Problems to solve:
a - In the winterkill forum thread, translate the sentence "Established grasses and alfalfa look no worse for wear." into Spanish.
b - Go on with the winterkill forum thread after its final sentence.

Provided passage:
# Winter Kill.



## Vol (Jul 5, 2009)

This article is from Successful Farming back about 3 weeks ago....and many if not most of us have had some extremely cold temperatures since. I expect some winter kill here....not the smothering kind from iced over snow etc., but the freeze out kind. We have had several days in the past three weeks where the lows were in single digits. I have already seen winterkill in my shrubbery around the house. Many of our plants are not adapted for this kind of cold....kind of like what it would be like up in Minnesota if it were high double to triple digit temperatures with no rain for 3-4 weeks...it would take its toll....but here, we would survive ok.

Regards, Mike

https://www.agriculture.com/crops/wheat/winterkill-likely-widespread-as-low-temperatures-hit-wheat-belt-midwest


----------



## hillside hay (Feb 4, 2013)

Trespassing snowmobiles are my biggest problem. We have little snow cover so every dusting these asshats start riding all over everything. Temperature swings are the next problem. 60 one morning -10 that evening. Happens a few times a year


----------



## FarmerCline (Oct 12, 2011)

I have had winterkill in some of the new seeding of grasses I planted this past fall. Most everything I planted this past fall was replanted later than I wanted since my first attempt washed away. What was replanted on October 20th looks like it's mostly okay. The fields that were too wet to replant until two weeks later in early November are a complete loss....the seedlings were just too small to handle the cold and froze out. I knew better than to be planting that late as I have had mixed results in the past....was hoping for a mild winter and it might have been okay. Maybe the third time planting will be the charm?☹

Established grasses and alfalfa look no worse for wear. This unusually long extended cold spell was hard on certain ornamental bushes and plants though......looks like some things were froze back to the ground.

Excerpted records:
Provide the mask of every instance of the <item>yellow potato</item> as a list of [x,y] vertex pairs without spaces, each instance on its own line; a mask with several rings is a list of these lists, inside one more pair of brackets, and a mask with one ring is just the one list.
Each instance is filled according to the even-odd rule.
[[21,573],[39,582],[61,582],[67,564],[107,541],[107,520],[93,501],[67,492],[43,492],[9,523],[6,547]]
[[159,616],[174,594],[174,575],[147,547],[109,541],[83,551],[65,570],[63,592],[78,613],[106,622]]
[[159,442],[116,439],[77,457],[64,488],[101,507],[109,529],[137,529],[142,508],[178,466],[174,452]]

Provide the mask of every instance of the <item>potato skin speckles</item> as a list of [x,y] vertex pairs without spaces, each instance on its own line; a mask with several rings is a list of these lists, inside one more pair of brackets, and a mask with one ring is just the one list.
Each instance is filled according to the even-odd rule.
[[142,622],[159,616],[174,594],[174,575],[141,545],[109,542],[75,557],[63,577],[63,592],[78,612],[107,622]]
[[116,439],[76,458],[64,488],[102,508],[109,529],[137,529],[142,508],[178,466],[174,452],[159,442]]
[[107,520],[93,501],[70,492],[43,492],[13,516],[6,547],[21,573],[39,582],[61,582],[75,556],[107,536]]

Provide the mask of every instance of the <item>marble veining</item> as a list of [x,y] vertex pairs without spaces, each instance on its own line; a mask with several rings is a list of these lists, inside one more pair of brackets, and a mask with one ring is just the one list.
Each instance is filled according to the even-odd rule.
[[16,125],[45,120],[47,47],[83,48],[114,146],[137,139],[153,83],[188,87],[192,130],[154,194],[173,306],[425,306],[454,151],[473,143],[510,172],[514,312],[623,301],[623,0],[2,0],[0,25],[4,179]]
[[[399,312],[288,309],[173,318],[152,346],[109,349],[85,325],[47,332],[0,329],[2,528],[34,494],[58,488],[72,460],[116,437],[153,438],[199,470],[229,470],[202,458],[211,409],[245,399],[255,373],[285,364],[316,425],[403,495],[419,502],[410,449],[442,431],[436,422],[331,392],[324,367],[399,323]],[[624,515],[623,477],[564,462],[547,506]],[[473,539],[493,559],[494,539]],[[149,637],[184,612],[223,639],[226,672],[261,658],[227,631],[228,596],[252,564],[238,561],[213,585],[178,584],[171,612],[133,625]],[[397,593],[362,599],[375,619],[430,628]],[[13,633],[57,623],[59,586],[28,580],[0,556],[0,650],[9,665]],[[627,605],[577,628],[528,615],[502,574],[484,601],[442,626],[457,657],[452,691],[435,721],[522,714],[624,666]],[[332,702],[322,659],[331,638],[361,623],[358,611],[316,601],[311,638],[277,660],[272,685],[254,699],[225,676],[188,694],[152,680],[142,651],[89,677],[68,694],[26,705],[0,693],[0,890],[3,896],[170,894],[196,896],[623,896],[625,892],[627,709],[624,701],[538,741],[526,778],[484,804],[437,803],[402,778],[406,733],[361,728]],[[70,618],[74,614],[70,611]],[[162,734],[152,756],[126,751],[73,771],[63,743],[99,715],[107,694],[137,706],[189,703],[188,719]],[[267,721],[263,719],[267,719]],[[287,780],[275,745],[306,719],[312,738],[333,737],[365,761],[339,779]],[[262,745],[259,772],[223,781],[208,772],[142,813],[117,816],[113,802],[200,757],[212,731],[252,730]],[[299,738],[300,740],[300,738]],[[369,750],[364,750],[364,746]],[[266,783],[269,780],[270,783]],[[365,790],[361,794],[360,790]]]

Answers to the tasks:
a - Los pastos ya establecidos y la alfalfa no parecen haber sufrido daños.

b -
Hayden


----------



## Vol (Jul 5, 2009)

My alfalfa has gone dormant for the first time ever in many places in the field. In sheltered areas it still has a little green crown above the ground.

Regards, Mike


----------



## FarmerCline (Oct 12, 2011)

Vol said:


> My alfalfa has gone dormant for the first time ever in many places in the field. In sheltered areas it still has a little green crown above the ground.
> 
> Regards, Mike


 From a distance my alfalfa looks completely brown but upon closer inspection there are still a few green leaves and shoots right at ground level. For the past four years I have grown alfalfa I have never had it go what I would call fully dormant with no green above the ground. This is the closest it has ever been to being fully dormant though.

Something that really surprised me though was yesterday I stopped by a field that I planted into Timothy back on November 18th. It took over a month to germinate and was just sprouting right before the January freeze. Figured the seedlings would be blackened and dead just like the seedling orchard and brome but surprisingly it it only looked a little frost bitten on the tips and looks like I may actually have a stand.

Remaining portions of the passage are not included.